Problem description. Write out each line below exactly as it appears.

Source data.
⁂

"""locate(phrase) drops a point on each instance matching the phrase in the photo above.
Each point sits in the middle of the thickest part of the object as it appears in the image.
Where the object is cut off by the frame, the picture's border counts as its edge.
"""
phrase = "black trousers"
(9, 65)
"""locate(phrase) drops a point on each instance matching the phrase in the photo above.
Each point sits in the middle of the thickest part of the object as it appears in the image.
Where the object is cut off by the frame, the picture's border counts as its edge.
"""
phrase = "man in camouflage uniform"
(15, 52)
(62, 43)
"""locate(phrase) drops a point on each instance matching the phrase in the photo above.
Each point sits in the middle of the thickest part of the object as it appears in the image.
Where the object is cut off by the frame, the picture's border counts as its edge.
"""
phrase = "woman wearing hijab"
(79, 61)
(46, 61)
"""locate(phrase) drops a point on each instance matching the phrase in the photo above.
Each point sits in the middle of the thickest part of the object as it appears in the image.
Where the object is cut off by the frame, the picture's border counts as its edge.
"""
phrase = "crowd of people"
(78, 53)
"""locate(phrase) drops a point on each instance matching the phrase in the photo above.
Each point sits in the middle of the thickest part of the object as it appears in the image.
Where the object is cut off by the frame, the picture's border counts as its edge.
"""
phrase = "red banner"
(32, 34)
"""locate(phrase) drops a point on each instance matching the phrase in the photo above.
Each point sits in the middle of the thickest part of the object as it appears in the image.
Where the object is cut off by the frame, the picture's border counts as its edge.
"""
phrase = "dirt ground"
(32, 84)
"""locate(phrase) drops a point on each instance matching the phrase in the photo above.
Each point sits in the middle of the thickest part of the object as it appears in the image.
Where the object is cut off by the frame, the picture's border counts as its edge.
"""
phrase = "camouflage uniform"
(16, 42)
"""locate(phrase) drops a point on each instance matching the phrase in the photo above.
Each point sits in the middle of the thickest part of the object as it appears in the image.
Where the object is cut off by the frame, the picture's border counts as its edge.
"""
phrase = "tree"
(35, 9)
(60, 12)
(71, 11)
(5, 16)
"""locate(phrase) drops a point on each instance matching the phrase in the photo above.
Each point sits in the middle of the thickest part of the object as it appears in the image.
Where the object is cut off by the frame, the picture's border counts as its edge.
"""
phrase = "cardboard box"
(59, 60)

⁂

Response area.
"""locate(phrase) drops a point on each instance matching the phrase in the photo above.
Each point sits in the middle of the thickest part of the object as it appears in the image.
Where the object is cut off by the frame, the picture's border counts as its edge.
"""
phrase = "black trousers"
(9, 65)
"""locate(phrase) drops a point on each instance matching the phrase in the photo above.
Each point sits in the middle of the thickest part of the object as it appears in the image.
Where the object is cut off by the frame, the picture's border counts as its edge.
"""
phrase = "man in camouflage uniform"
(15, 52)
(62, 43)
"""locate(phrase) drops a point on each instance matching the phrase in the photo above.
Each point sits in the middle of the thickest part of the object as it appears in the image.
Where the object is cut off by the frame, the picture's border counts as its edge.
"""
phrase = "woman wearing hijab"
(79, 61)
(46, 61)
"""locate(phrase) drops a point on each instance matching the phrase in the photo above.
Each point sits in the middle of the thickest part of the object as it appears in the image.
Where the object is cut off by the frame, the picture's border counts as its edge.
"""
phrase = "crowd of people"
(78, 53)
"""locate(phrase) drops a point on each instance matching the phrase in the photo above.
Each point sits in the middle of the thickest part of the object as it appears in the image.
Where the object is cut off by the frame, the picture's border counts as its edge.
"""
phrase = "red banner"
(32, 34)
"""locate(phrase) drops a point on each instance matching the phrase in the photo above.
Each point sits in the middle of the thickest part of the object as it appears in the image.
Where the object is cut off by the frame, the picture's border counts as its edge.
"""
phrase = "dirt ground"
(32, 84)
"""locate(phrase) drops a point on each instance matching the phrase in the photo above.
Each point sits in the middle of the thickest part of the object as it appears in the image.
Where the object is cut off by the frame, the picture's border counts as its edge.
"""
phrase = "camouflage uniform"
(16, 42)
"""locate(phrase) drops a point on each instance matching the phrase in the photo above.
Each point sits in the middle of the thickest part of the object as it appears in the image.
Where the object is cut off by the frame, the picture's border counts as its edge.
"""
phrase = "tree"
(35, 9)
(60, 12)
(71, 11)
(5, 16)
"""locate(phrase) drops a point on each instance matching the phrase in the photo above.
Each point sits in the middle of the thickest part of the object as it appears in the image.
Where the object is cut off by the frame, the picture's border counts as its edge.
"""
phrase = "cardboard box"
(59, 60)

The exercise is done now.